### Task directions:
Every entry needs to be printed exactly, please.

═════ Items ═════

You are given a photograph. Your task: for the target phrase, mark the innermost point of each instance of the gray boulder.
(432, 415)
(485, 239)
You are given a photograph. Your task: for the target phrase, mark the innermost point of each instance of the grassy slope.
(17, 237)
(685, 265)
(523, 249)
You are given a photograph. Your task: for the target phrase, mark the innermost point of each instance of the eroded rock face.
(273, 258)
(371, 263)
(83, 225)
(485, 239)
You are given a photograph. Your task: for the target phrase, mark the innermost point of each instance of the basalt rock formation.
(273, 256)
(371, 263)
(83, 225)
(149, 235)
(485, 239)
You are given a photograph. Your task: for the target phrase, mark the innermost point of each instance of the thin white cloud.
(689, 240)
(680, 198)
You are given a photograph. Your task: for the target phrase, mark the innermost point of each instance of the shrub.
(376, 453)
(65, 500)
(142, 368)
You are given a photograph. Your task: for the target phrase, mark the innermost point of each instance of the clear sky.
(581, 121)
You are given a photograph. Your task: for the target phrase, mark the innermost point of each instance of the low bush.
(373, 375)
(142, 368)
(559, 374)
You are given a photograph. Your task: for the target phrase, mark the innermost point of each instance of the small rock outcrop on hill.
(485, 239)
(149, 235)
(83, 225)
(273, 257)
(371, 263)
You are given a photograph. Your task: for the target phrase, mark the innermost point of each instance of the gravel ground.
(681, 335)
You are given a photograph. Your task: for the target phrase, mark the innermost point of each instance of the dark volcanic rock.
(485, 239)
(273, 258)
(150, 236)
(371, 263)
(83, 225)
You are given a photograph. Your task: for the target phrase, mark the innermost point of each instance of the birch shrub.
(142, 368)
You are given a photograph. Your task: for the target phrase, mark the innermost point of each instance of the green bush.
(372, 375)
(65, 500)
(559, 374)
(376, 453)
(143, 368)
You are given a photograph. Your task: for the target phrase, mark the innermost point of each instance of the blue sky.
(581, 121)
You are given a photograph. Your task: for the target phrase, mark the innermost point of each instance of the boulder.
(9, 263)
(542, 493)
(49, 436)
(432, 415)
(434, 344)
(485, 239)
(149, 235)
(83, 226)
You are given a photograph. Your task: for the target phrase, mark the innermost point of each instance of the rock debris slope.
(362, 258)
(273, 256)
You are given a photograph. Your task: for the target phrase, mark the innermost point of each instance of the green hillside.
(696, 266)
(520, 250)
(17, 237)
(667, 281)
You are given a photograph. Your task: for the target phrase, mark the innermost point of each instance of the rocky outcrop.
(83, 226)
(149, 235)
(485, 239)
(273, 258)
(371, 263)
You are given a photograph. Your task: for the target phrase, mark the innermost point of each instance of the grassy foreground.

═════

### Full solution:
You are given a photograph. Your task: for the target phrase, mark the innermost point of each instance of the gray boulder.
(432, 415)
(485, 239)
You are given a photograph. Your task: for the target phrase, mark the innermost point of each instance of the grassy slope.
(17, 237)
(685, 265)
(523, 249)
You are given a photograph. Your task: for the target phrase, mark the innermost point of each instance of the eroded rock face.
(273, 258)
(371, 263)
(83, 225)
(485, 239)
You are given a photograph. Your task: for the target phrase, mark the innermost point of each instance of the basalt rock formation.
(273, 256)
(371, 263)
(83, 225)
(149, 235)
(485, 239)
You are given a photograph. Your task: for the target phrase, mark the innermost point of each instance of the thin white cloud.
(689, 240)
(680, 198)
You are given a photograph. Your task: for the target phrase, mark the innermost point of each instance of the shrub.
(376, 453)
(65, 500)
(142, 368)
You are given a photograph. Your task: for the target phrase, mark the innermost point of each instance of the clear sky.
(581, 121)
You are given a photograph. Your task: for the target phrase, mark the innermost point of each instance of the low bush.
(373, 375)
(142, 368)
(559, 374)
You are given a photograph. Your task: for the target phrase, mark the innermost point of each instance of the small rock outcrop on hill.
(485, 239)
(149, 235)
(83, 225)
(273, 257)
(371, 263)
You are given a photograph. Your task: for the target phrase, mark the innermost point of each instance of the gravel ground.
(681, 335)
You are given a photograph. Your task: for the target phrase, mark the innermost point of each instance of the dark volcanic rock.
(485, 239)
(273, 258)
(150, 236)
(371, 263)
(83, 225)
You are given a photograph. Your task: for the target phrase, mark the innermost point of each instance of the birch shrub.
(142, 368)
You are given a photograph. Your task: for the target phrase, mark the innermost point of each instance of the green bush.
(372, 375)
(65, 500)
(559, 374)
(376, 453)
(143, 368)
You are given a photograph. Your task: for the target phrase, mark the innermost point of each instance of the blue sky.
(581, 121)
You are given a photograph. Your task: for the target phrase, mark the innermost point of each instance of the boulder.
(9, 263)
(542, 493)
(49, 436)
(432, 415)
(434, 344)
(485, 239)
(149, 235)
(83, 226)
You are given a photograph. Your task: for the target phrase, mark the innermost point of each instance of the rock debris slope.
(362, 258)
(273, 256)
You are given a photograph. Your task: for the target phrase, mark the innermost point of each instance of the green hillside.
(696, 266)
(520, 250)
(17, 237)
(667, 281)
You are given a photograph. Your task: for the target phrase, mark the innermost point of each instance of the rocky outcrop.
(83, 226)
(149, 235)
(485, 239)
(273, 258)
(371, 263)
You are given a photograph. Your task: for the target phrase, mark the innermost point of each instance of the grassy foreground.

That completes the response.